Go through the entries below and copy every line that holds the word "window".

Point-per-instance localization data:
+--

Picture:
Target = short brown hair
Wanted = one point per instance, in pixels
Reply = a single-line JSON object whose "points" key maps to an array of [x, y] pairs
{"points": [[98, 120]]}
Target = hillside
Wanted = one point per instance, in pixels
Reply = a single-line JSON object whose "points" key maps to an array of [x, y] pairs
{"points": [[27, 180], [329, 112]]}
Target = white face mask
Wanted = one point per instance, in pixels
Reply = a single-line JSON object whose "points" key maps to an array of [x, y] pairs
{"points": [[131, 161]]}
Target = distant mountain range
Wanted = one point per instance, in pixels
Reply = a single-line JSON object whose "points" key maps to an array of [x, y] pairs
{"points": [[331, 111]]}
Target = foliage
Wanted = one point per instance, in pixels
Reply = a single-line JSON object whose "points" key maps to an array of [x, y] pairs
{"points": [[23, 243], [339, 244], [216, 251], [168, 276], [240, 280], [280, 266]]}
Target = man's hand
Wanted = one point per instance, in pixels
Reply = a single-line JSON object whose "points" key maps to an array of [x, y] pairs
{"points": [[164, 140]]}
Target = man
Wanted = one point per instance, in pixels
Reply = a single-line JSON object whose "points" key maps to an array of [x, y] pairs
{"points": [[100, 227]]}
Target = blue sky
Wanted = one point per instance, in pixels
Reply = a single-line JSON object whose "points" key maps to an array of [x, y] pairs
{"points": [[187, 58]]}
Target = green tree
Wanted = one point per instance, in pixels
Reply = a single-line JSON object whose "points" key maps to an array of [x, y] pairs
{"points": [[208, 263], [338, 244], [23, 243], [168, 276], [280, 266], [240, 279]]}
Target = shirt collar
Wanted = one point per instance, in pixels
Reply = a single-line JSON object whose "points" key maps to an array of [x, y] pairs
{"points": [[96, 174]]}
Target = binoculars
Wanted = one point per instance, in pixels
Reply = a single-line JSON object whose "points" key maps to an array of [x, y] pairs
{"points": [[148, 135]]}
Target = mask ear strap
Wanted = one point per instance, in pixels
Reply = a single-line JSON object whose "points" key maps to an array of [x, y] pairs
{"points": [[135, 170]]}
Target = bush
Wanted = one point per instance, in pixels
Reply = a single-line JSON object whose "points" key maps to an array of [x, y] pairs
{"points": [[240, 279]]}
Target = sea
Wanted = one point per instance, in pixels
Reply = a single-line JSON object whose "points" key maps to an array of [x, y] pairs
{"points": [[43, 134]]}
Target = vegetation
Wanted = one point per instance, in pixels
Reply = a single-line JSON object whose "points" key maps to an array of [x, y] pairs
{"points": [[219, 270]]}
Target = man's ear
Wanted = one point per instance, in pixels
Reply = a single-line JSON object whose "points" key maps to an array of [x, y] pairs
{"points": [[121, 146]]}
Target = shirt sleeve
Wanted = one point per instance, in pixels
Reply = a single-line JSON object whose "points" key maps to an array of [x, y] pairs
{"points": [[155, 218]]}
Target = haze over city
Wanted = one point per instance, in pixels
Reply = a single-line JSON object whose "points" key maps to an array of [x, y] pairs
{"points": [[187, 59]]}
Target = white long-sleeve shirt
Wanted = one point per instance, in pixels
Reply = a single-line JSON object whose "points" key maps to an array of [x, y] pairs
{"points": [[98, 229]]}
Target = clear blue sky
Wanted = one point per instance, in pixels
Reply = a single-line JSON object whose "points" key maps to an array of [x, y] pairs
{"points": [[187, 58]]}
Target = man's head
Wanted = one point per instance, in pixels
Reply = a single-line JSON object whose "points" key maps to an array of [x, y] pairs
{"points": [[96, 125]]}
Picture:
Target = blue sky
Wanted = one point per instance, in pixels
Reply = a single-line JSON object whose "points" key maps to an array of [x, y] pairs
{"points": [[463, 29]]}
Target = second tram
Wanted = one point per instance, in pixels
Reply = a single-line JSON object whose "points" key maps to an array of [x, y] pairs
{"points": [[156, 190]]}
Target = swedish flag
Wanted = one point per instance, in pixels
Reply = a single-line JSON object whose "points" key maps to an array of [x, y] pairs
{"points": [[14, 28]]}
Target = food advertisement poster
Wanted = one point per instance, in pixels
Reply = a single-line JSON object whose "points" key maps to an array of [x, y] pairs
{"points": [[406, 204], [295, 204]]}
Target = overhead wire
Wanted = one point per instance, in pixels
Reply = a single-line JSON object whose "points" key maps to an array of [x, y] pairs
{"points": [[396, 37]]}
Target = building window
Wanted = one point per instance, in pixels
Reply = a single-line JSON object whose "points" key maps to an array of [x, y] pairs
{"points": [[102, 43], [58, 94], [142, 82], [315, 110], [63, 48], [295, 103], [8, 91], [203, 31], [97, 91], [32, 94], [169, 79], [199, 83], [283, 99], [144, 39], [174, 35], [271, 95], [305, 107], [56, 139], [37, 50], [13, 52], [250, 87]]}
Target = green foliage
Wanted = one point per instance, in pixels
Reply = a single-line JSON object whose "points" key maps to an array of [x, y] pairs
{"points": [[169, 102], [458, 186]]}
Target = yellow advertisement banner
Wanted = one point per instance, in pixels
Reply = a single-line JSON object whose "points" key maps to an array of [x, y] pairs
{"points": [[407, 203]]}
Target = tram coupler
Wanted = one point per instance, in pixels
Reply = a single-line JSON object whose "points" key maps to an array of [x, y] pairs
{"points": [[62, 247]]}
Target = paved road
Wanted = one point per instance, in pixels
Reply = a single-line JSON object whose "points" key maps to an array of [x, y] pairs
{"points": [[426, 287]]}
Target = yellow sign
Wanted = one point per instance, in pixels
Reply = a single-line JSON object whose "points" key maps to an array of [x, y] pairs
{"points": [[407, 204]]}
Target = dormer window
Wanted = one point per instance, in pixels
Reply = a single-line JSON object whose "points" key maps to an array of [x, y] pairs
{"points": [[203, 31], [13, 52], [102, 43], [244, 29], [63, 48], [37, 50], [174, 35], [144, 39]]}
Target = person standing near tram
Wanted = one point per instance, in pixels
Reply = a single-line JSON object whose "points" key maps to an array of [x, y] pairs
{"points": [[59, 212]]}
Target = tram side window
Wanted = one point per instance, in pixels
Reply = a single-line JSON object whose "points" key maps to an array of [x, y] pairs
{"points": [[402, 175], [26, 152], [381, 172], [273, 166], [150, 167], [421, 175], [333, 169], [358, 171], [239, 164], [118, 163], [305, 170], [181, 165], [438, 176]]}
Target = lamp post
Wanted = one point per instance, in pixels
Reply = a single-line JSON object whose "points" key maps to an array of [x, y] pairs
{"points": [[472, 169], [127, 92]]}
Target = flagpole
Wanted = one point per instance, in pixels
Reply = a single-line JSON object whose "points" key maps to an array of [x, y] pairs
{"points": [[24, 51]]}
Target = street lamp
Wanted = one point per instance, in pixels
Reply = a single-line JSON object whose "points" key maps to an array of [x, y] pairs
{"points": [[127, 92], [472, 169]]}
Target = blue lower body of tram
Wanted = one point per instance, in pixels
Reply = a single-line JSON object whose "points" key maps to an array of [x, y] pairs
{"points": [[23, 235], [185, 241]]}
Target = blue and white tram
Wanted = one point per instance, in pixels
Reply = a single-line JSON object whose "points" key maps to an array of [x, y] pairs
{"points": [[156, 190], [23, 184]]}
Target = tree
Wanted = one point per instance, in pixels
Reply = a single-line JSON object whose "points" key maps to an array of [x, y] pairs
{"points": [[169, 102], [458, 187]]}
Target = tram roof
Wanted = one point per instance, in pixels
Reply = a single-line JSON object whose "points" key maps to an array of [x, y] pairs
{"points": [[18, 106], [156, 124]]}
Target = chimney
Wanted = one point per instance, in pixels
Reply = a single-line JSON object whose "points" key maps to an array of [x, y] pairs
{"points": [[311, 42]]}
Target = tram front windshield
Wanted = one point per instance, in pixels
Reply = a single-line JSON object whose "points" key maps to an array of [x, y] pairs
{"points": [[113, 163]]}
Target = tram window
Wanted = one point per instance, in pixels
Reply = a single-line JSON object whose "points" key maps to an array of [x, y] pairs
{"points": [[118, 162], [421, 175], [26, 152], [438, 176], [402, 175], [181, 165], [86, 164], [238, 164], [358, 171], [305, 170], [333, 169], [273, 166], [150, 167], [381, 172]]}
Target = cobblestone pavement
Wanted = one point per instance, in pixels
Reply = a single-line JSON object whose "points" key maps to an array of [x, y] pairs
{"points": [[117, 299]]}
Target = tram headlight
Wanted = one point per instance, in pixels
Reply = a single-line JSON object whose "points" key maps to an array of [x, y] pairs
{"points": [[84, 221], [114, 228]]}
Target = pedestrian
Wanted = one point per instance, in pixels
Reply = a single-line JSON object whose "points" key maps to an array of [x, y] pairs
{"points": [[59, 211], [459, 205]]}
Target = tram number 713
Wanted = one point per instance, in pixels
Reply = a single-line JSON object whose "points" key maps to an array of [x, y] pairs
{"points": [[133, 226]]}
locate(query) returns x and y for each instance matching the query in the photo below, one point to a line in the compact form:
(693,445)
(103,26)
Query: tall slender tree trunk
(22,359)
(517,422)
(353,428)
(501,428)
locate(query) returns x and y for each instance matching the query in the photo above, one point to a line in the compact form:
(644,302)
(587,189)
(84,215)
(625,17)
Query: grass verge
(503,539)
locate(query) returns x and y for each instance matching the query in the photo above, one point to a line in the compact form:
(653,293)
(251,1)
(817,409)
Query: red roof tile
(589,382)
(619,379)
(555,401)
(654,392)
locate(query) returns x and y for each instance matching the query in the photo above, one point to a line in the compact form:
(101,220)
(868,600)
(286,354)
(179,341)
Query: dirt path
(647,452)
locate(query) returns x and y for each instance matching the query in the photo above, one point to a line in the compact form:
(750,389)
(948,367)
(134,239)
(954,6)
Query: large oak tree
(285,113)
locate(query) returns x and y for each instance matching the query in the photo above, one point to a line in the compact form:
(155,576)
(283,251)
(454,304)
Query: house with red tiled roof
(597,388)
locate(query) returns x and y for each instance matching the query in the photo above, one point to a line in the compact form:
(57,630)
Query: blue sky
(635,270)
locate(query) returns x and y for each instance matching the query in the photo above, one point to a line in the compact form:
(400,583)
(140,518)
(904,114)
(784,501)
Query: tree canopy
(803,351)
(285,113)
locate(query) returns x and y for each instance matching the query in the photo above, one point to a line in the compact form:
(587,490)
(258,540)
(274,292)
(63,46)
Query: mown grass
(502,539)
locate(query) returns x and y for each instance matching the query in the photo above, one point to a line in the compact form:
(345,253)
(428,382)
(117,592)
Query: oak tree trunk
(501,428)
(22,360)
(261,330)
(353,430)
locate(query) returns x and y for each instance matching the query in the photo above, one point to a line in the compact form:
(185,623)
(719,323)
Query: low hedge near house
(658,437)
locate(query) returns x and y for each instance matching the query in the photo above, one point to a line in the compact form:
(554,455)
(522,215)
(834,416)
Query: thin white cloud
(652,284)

+--

▶ [Answer for the task]
Target = building window
Target = dormer window
Target = tram side window
Target = tram window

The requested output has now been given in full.